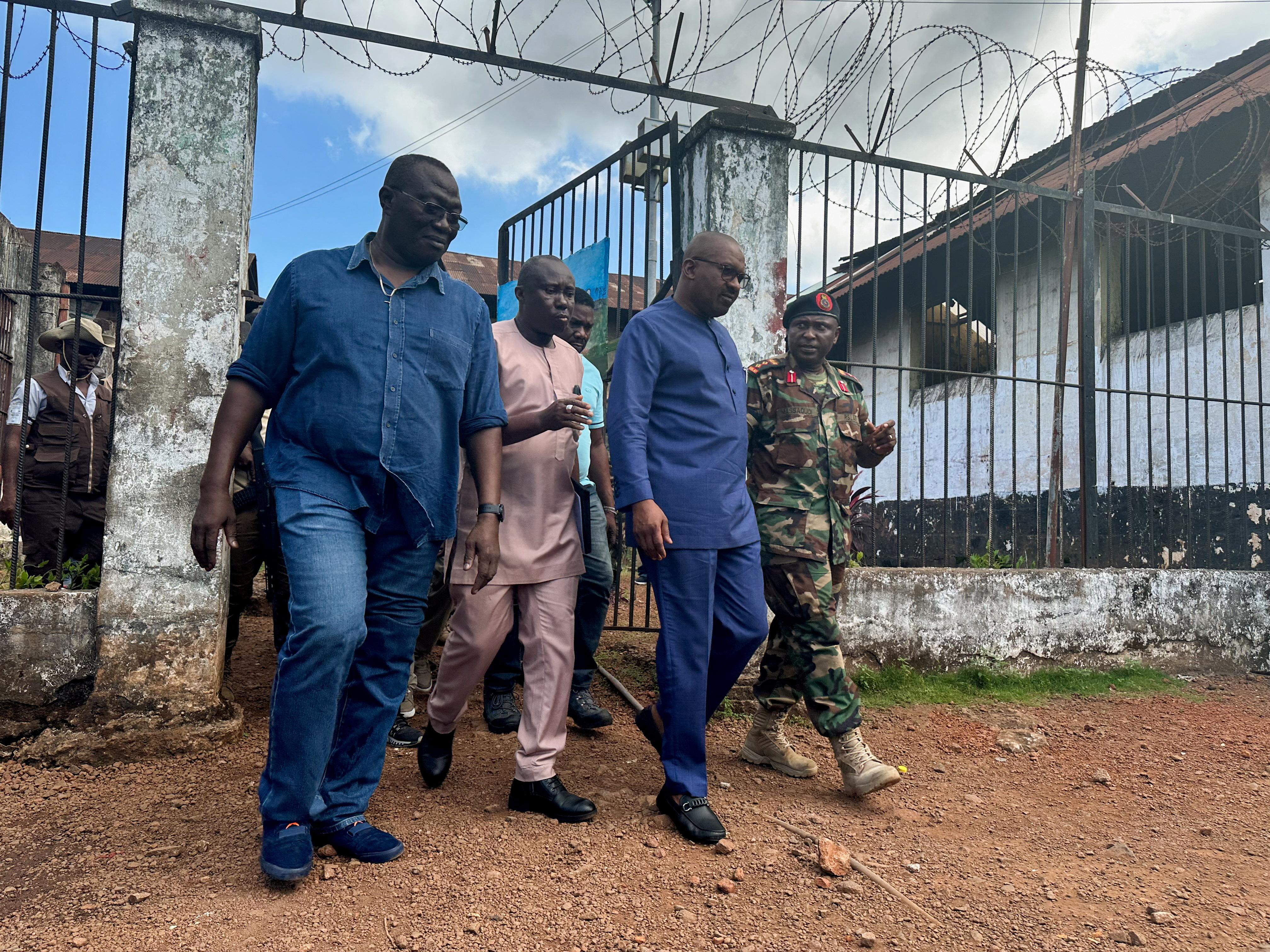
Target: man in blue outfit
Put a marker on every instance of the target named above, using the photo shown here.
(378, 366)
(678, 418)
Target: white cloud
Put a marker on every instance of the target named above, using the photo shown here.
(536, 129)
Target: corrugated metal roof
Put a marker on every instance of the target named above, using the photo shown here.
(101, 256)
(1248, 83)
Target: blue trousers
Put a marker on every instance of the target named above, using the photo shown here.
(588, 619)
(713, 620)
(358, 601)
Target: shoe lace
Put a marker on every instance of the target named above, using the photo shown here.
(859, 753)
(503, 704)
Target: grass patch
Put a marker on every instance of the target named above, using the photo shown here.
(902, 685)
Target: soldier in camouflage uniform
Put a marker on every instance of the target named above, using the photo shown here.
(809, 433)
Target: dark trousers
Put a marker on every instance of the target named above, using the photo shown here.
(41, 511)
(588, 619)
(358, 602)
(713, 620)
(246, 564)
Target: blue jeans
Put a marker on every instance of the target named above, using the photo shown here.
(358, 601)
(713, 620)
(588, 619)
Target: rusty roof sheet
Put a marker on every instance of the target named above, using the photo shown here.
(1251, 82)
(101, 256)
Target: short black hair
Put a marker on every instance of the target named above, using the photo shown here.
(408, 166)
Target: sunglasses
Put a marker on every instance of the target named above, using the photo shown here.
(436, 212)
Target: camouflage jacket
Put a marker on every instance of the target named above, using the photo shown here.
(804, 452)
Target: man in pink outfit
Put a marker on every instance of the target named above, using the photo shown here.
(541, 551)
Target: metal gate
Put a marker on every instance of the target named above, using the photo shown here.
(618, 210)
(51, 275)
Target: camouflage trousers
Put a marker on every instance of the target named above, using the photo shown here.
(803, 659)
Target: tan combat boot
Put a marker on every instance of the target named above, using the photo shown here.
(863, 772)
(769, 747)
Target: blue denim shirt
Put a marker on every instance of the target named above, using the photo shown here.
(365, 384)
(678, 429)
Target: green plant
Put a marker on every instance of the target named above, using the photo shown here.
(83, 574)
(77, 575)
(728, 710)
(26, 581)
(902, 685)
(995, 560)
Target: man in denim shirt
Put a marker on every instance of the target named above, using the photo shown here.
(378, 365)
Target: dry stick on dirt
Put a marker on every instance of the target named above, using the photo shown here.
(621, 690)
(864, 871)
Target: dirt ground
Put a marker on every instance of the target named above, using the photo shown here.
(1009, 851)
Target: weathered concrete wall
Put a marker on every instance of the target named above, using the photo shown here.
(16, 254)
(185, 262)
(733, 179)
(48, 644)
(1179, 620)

### Set problem
Exclude the pictures, and transcribe all of the material exactly.

### Task response
Target: man in blue outfit
Put a marker on every instance of the target named above, using the photo shown here.
(378, 366)
(678, 418)
Target: white cloud
Put a marker on every instance of the target named above, using the photo shown here.
(536, 129)
Target: corrugated metal roof
Put a marker on every instance of the target named above, using the photo shown here.
(101, 256)
(1248, 83)
Target: blue trousers
Put a marker on every instance of the target named above, using the photo shown here.
(588, 619)
(713, 620)
(358, 601)
Target: shoe lace
Put a marker on every instance of the target named above, using the photo shown here.
(859, 753)
(503, 704)
Target: grass patch
Put a marker on every instance of the target named above, using the photo shown here.
(902, 685)
Target: soldier in camouflage uniform
Put a marker on every instance of the target named above, using the photo shown here.
(809, 433)
Target: dark trousers
Put a marker on every instance of the target named above, using the photo shown here.
(41, 511)
(588, 619)
(358, 602)
(713, 620)
(246, 564)
Target: blue jeans
Put a marker on every instance of the target named above, using the photo shown here.
(358, 601)
(713, 620)
(588, 619)
Target: rusty roof sheet
Put a marker on every instance of the target named above, using the photo shown here.
(1251, 82)
(101, 256)
Target: short black hair
Put a marker on every instance of the target named above, using the photo shown here.
(408, 166)
Target: sunglasses
Put a marker on every instance of the target named above, using the photo shown here.
(436, 212)
Target: camouflage jacket
Put a marker on every instance of the target named above, using the photo shown here.
(804, 452)
Target: man in pink outfit
Put a marker on every instance of the target named above, using the photo shown here.
(541, 551)
Target: metal gate
Put a marker on every instance of the target named above, using the photo shown here.
(618, 210)
(51, 275)
Target: camouflage trousers
Put a marker on every instance of the target named above, using the photo shown here.
(803, 659)
Target: tan combat boot
Put a marker on every instance of the target named above, using the photo shown here.
(863, 772)
(769, 747)
Target: blue denim shirt
Put a marker on every instance of the target named above, using the photo shown here.
(365, 384)
(678, 429)
Target: green plant
Put a marker on every instance of the target named above, using the photo shown here.
(83, 574)
(77, 575)
(728, 710)
(26, 581)
(902, 685)
(995, 560)
Target: man in denim shirt
Put a marker on every instance of the target named above, using the photo shown here.
(378, 365)
Target: dry stick on dirt
Put a marker on every instance of the target named above, using the photo shown here.
(621, 690)
(864, 871)
Target: dirt ground
Put a marker on every instance of the target named above, using the photo shown here.
(1009, 851)
Target: weathered concrete wall
Put a marker on every instance of the target named above, using the photo shown here.
(16, 254)
(185, 262)
(733, 179)
(48, 644)
(1179, 620)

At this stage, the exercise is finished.